Assignment 1:
Which people does the passage on celebrity excuse-making mention by name?
Assignment 2:
Can you pick up the passage on celebrity excuse-making after its final question and carry it forward?

BEGIN Reading passage

To craft a more pleasing excuse, Simpson turned to her trusted advisor, dad Joe, who put the blame on Ashlee's leaky throat sphincter. Thanks to acid reflux disease, he explained, Ashlee can't always duplicate the tuneless croak of her studio performances in a live setting, so sometimes she relies on backing tracks, "just like any artist in America." Any artist in America, that is, except Howard Dean, who, upon hearing Joe Simpson's explanation, one imagines, calmly smashed his old campaign headquarters into finely ground dust. If only he'd attributed his Iowa outburst to acid reflux disease! Or used a backing track instead of performing live! Things could have been so much different…
Alas, history favors those who take their fates into their own hands—or at least the hands of their personal trainers. In early December, the San Francisco Chronicle revealed that accidental perfomance enhancer Barry Bonds had told a federal grand jury he had used two mysterious substances that sounded a lot like "the cream" and "the clear," two undetectable steroids that New York Yankee Jason Giambi had taken as well. But while Giambi had confessed that he knew he was taking steroids, Bonds was apparently blessed with a burly sense of plausible deniability, never even asking his trainer Greg Anderson what the mystery substances were. "When he said it was flaxseed oil, I just said, 'Whatever,'" the slugger explained.
Which means, of course, that there will always be a cubicle in the CBS news department with Barry Bonds' name on it, should he ever decide to take up journalism. But what about the bigger meanings here? What does it say when the best America has to offer—its hottest teen idols, its loudest talking heads, its prettiest torturers—all engage in absurd, unabashed excuse-making? Is it mere coincidence? Or is it the result of some greater cultural force? Is it possible, for example, that some high power, prone to rabid excuse-making, is legitimizing the practice amongst all Americans?

END Reading passage
BEGIN Data section

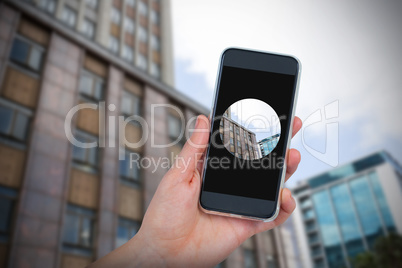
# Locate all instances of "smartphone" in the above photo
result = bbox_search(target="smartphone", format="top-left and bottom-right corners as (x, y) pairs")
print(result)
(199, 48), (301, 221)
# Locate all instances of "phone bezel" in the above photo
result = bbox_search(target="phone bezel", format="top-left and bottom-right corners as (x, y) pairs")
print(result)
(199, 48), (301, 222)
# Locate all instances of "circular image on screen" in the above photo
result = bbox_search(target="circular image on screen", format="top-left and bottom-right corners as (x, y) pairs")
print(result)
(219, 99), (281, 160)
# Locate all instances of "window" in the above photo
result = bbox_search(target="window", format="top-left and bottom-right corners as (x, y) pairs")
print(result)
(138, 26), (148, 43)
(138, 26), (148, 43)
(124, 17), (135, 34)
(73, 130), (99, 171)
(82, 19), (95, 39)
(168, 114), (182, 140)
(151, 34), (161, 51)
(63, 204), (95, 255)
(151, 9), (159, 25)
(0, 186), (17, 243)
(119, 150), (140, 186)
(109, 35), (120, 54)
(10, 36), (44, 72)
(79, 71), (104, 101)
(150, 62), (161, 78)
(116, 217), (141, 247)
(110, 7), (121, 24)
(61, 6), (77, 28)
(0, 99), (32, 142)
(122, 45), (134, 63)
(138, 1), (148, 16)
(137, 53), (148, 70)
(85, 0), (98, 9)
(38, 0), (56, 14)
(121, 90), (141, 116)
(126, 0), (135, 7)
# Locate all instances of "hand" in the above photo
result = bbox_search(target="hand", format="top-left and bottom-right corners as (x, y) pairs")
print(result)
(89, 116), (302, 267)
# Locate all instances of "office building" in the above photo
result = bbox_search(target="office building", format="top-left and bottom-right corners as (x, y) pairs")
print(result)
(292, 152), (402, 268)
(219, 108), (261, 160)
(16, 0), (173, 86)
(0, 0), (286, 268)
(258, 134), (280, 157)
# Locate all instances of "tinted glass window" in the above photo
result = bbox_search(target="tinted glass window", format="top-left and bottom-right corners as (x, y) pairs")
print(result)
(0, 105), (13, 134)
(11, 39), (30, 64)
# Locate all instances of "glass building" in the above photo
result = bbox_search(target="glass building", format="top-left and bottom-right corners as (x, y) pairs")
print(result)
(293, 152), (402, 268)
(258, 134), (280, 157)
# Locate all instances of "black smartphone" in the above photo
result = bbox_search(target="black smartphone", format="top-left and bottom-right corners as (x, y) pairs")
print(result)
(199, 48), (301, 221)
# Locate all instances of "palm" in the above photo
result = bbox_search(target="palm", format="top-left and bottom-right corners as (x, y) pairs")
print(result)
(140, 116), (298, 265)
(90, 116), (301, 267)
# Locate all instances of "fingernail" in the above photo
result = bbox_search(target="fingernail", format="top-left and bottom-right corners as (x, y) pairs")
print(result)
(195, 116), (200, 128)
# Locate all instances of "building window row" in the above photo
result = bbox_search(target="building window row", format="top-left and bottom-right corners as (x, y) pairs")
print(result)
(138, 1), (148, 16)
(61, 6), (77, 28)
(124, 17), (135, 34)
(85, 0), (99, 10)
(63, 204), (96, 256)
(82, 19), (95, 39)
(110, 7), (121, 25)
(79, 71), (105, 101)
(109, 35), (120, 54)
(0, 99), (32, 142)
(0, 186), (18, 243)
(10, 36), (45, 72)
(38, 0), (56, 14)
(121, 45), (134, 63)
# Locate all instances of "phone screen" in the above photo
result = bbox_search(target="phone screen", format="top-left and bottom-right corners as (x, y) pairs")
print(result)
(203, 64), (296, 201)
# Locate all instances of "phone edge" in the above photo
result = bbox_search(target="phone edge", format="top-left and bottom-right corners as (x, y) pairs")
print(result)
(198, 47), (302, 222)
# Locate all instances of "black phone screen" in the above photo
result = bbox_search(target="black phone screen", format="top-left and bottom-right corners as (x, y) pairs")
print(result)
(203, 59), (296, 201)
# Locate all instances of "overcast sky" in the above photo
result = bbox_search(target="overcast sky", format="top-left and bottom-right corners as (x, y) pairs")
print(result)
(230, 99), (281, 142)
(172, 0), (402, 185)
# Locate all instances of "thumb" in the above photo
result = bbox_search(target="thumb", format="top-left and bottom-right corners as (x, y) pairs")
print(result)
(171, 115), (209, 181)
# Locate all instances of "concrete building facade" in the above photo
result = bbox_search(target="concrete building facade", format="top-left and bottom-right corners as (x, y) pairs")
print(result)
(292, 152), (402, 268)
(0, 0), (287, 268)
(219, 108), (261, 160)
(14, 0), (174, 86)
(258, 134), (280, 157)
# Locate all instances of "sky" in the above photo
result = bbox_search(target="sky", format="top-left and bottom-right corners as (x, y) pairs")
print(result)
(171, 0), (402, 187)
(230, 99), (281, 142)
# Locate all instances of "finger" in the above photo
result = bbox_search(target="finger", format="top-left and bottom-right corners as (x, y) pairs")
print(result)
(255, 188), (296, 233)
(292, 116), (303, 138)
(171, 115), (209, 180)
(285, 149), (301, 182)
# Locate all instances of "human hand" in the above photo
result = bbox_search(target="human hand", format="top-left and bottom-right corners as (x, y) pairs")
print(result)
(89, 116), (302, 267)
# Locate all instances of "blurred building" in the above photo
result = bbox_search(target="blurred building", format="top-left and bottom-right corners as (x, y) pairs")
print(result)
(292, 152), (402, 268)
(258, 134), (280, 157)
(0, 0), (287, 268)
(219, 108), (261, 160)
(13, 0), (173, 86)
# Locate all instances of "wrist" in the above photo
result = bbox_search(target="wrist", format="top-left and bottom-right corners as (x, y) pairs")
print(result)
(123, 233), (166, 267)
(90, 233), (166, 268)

END Data section

Written answer 1:
Ashlee Simpson, Joe Simpson, Howard Dean, Barry Bonds, Jason Giambi, Greg Anderson

Written answer 2:
In the late '90s, such theories were much in vogue. When President Clinton rationalized that his Oval Office trysts with Monica Lewinsky didn't even count as "oral sex" for him, much less "sexual relations," because she did all the work, the shockwaves rippled from coast to coast. Young and impressionable middle-aged tycoons screwed their shareholders with conscience-free abandon. Eighth-grade prudes who'd once shunned oral sex threw wanton mouth-humping parties. And Bill Clinton was to blame for it all.
But while it may be tempting to apply a similar theory to the current administration, it just doesn't work. For example, when addressing the fact that Iraq wasn't actually seeking nuclear materials from Niger, as President Bush had charged in his 2003 State of the Union address, the Bush Administration accepted complete responsibility (on behalf of the CIA). When explaining why the post-war transformation of Iraq hasn't gone as smoothly as promised, the Bush Administration accepted complete responsibility (on behalf of Ahmed Chalabi). When addressing the recession, the Bush Administration accepted complete responsibility (on behalf of Bill Clinton). So if you want to assign blame for the epidemic of excuse-making that afflicted 2004, you have to look elsewhere for a villain. Frankly, the whole thing has me as baffled as Barry Bonds at a steroid buffet, but I'm sure some sharper-eyed observer of the national scene will identify an appropriate fall guy soon enough.